## Exercise aim
Can you convert the entries, from the start through the line containing "389;122;450;244", into a JSON list of strings with one string per line and blank lines omitted?

------------------------------------------------

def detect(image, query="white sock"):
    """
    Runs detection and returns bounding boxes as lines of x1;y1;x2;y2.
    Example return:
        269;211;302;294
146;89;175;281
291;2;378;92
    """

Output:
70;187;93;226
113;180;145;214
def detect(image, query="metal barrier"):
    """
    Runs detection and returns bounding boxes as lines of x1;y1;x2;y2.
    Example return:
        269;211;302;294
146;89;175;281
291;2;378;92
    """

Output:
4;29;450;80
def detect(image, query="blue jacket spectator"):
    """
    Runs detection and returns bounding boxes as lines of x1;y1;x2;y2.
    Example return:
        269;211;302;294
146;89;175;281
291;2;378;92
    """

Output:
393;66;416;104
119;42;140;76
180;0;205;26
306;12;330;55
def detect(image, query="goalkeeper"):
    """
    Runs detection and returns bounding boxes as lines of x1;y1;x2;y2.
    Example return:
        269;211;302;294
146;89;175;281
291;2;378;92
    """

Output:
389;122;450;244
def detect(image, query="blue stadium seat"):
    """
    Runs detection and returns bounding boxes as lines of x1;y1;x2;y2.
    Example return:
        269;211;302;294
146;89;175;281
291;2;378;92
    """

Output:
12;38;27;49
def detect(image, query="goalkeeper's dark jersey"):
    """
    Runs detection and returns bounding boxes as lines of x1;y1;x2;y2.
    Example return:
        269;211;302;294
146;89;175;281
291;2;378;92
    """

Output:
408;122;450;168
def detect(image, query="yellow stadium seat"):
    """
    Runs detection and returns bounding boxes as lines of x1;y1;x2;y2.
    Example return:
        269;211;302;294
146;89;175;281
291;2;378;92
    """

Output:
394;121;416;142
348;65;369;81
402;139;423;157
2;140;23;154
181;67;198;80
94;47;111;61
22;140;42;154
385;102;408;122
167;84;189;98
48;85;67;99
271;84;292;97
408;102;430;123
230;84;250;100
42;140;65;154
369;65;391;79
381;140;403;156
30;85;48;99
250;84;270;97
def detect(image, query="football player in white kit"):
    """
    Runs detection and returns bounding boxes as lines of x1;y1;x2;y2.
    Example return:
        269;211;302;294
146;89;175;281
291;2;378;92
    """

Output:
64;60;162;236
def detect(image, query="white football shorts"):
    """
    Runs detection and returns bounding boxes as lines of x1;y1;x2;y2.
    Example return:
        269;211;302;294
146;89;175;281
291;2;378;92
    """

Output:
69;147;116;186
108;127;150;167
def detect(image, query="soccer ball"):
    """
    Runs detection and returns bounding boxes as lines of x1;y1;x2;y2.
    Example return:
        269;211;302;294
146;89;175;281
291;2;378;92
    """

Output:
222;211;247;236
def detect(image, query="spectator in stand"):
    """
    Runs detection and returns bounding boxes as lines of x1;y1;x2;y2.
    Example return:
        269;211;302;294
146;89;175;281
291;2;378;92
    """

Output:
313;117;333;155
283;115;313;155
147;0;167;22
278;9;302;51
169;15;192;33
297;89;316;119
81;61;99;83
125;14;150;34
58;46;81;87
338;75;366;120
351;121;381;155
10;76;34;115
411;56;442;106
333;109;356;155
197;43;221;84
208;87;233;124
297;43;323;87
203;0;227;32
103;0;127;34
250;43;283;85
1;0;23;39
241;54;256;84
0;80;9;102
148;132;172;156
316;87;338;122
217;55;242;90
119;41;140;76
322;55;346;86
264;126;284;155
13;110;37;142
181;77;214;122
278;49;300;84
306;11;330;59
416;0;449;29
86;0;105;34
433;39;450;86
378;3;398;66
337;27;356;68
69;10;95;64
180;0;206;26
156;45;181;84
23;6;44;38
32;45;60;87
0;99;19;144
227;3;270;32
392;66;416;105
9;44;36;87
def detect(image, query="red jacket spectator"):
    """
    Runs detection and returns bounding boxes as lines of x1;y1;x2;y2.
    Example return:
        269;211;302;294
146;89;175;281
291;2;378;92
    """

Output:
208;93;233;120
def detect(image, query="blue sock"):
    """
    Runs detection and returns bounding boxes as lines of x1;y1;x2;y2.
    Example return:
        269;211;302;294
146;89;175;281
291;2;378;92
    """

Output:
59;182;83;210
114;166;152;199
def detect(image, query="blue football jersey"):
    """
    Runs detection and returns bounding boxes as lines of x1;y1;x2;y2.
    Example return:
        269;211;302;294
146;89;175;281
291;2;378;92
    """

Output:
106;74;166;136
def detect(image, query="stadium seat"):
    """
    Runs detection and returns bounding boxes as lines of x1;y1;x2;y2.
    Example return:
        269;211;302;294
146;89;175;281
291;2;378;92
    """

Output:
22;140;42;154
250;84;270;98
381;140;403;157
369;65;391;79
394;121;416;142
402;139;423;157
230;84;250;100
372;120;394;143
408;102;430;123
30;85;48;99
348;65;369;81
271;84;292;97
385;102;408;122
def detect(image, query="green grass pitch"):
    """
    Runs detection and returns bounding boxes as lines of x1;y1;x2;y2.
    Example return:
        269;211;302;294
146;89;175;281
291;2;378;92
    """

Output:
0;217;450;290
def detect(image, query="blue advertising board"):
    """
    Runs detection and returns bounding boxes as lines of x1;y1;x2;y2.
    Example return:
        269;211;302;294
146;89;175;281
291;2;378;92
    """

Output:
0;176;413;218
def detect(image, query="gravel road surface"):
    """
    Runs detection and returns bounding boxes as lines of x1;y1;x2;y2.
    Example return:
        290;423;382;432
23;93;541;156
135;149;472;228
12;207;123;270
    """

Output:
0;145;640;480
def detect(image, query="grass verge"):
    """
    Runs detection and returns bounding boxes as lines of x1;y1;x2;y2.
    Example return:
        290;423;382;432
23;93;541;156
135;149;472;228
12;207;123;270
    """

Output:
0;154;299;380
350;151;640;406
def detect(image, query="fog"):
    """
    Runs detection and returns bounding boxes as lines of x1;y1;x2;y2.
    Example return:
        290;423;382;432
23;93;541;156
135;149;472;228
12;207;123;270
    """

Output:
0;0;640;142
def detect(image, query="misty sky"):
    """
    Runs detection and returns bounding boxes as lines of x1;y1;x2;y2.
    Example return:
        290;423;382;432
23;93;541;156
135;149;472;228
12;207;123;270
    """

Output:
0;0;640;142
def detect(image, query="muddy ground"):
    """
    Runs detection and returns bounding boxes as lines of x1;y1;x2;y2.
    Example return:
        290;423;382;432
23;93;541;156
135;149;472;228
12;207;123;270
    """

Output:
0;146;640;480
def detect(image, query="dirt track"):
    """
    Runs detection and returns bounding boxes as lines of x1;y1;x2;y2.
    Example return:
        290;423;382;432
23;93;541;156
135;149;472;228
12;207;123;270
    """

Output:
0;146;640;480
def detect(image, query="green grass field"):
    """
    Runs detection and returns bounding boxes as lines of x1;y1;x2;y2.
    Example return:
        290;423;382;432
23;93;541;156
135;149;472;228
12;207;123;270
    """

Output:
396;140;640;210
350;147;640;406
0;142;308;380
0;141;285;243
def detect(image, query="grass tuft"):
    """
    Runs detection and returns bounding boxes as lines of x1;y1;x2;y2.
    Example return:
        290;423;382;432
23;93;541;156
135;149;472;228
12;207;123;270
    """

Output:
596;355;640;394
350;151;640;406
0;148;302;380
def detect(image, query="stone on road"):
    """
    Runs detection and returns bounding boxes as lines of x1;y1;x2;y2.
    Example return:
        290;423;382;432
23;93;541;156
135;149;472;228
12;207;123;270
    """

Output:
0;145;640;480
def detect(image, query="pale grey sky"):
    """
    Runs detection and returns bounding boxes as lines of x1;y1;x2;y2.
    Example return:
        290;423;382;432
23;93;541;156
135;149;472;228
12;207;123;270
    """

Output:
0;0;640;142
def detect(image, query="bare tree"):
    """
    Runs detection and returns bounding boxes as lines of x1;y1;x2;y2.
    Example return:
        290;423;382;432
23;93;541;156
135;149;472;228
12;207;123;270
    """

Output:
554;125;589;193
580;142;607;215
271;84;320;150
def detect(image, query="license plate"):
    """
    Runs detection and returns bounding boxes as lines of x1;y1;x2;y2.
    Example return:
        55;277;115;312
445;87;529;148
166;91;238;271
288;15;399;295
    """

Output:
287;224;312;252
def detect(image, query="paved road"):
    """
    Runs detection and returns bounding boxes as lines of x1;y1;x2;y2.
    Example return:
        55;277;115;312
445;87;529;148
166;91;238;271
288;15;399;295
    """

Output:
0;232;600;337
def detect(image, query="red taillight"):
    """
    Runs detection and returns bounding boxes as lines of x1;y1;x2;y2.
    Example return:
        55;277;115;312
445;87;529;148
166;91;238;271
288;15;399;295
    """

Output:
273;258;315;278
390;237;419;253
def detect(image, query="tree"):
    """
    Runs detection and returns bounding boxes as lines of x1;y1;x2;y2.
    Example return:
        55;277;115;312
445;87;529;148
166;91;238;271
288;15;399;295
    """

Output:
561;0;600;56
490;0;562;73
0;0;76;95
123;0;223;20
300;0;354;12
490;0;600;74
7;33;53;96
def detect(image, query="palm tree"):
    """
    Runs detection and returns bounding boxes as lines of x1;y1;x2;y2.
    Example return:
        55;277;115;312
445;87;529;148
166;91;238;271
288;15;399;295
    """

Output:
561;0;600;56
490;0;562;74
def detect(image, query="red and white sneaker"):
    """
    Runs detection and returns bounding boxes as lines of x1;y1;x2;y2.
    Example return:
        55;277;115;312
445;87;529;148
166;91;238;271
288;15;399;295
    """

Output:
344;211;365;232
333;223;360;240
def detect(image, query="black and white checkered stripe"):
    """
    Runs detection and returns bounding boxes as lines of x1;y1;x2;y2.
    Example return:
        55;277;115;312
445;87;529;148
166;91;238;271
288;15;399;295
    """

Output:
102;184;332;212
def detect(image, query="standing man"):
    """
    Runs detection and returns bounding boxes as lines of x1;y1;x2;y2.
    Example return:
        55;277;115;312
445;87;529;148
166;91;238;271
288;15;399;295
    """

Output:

------------------------------------------------

## Reply to the exercise
[
  "def detect(image, query=\"white sock\"):",
  "    \"\"\"",
  "    Runs detection and returns bounding boxes as lines of x1;y1;x2;y2.",
  "    Example return:",
  "        269;211;302;294",
  "146;89;175;281",
  "291;2;378;92",
  "    \"\"\"",
  "Output:",
  "70;187;93;226",
  "113;180;145;214",
  "def detect(image, query=\"metal barrier\"):",
  "    \"\"\"",
  "    Runs detection and returns bounding boxes as lines of x1;y1;x2;y2.",
  "    Example return:",
  "        269;211;302;294",
  "146;89;175;281",
  "291;2;378;92",
  "    \"\"\"",
  "Output:",
  "4;29;450;80",
  "def detect(image, query=\"blue jacket spectator\"):",
  "    \"\"\"",
  "    Runs detection and returns bounding boxes as lines of x1;y1;x2;y2.",
  "    Example return:",
  "        269;211;302;294",
  "146;89;175;281",
  "291;2;378;92",
  "    \"\"\"",
  "Output:",
  "393;66;416;104",
  "119;42;140;76",
  "180;0;205;26",
  "306;12;330;55",
  "def detect(image, query=\"goalkeeper\"):",
  "    \"\"\"",
  "    Runs detection and returns bounding boxes as lines of x1;y1;x2;y2.",
  "    Example return:",
  "        269;211;302;294",
  "146;89;175;281",
  "291;2;378;92",
  "    \"\"\"",
  "Output:",
  "389;122;450;244"
]